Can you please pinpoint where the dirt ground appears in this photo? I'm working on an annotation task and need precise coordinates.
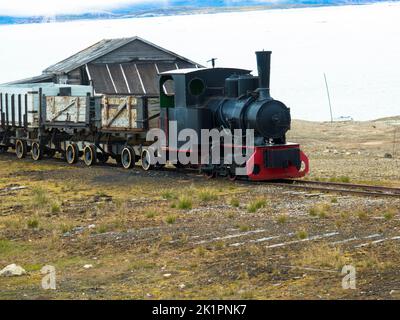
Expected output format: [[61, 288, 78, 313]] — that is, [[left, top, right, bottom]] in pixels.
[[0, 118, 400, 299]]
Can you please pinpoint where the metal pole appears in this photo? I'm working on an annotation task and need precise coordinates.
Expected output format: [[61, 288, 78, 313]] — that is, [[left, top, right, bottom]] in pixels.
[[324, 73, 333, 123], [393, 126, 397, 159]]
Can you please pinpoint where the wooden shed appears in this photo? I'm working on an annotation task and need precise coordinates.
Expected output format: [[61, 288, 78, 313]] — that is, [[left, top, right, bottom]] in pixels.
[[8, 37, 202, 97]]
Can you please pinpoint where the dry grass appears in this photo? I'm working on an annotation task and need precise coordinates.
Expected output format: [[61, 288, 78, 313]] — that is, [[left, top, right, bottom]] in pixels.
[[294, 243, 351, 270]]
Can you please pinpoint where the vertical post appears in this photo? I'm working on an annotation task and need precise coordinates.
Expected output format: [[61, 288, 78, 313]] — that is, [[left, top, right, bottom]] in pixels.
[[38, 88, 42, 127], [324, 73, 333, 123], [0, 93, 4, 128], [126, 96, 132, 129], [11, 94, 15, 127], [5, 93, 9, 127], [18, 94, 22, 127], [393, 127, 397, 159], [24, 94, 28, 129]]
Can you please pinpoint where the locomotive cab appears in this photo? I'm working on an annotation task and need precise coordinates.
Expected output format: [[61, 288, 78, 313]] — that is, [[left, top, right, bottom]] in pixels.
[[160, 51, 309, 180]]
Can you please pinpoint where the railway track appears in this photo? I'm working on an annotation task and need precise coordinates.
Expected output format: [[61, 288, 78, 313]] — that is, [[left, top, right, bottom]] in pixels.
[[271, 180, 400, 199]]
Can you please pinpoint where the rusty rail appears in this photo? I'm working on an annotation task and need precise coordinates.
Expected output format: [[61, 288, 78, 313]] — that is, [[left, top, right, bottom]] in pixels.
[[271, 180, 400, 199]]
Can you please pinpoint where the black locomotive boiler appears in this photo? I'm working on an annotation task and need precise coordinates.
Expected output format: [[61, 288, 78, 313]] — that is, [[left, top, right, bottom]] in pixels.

Exercise goal: Place the entries into a Markdown table with the columns Row and Line, one line of text per row and blank lines skipped. Begin at the very first line of the entries, stop after the line that contains "94, 28, 129]]", and leave the pictures out.

Reply:
| Row | Line |
|---|---|
| 1 | Can you please pinpoint where the dirt ground appears in this photo? I'm working on an annotation task and need precise coordinates. |
| 2 | Expected output format: [[61, 288, 78, 313]] — that is, [[left, top, right, bottom]] in pixels. |
| 3 | [[0, 118, 400, 299]] |
| 4 | Can you please pinpoint where the metal pole appears in this photo? I'm working on an annotation task and need precise coordinates. |
| 5 | Expected output format: [[61, 288, 78, 313]] — that is, [[left, top, right, bottom]] in pixels. |
| 6 | [[324, 73, 333, 123], [393, 126, 397, 159]] |
| 7 | Can you please pinpoint where the wooden shed appears in this photo? I'm working on an annotation task and need precise coordinates. |
| 8 | Expected output format: [[61, 288, 78, 313]] — that is, [[left, top, right, bottom]] in pixels. |
| 9 | [[8, 37, 202, 97]] |
| 10 | Can you please pinpoint where the dry grass appears in this photo? I'm working on an annotation task and need precise coordinates. |
| 11 | Expected output format: [[61, 288, 78, 313]] — that is, [[left, top, right, bottom]] in pixels. |
| 12 | [[294, 243, 351, 270]] |
| 13 | Can you please pinpoint where the vertical post appears in this photo? I'm working on an annotation task and need precise coordinates. |
| 14 | Expected output format: [[61, 288, 78, 313]] — that is, [[left, top, right, bottom]] in pixels. |
| 15 | [[38, 88, 42, 127], [324, 73, 333, 123], [0, 93, 4, 128], [126, 96, 132, 129], [11, 94, 15, 127], [5, 93, 9, 127], [18, 94, 22, 127], [393, 127, 397, 159], [24, 94, 28, 129]] |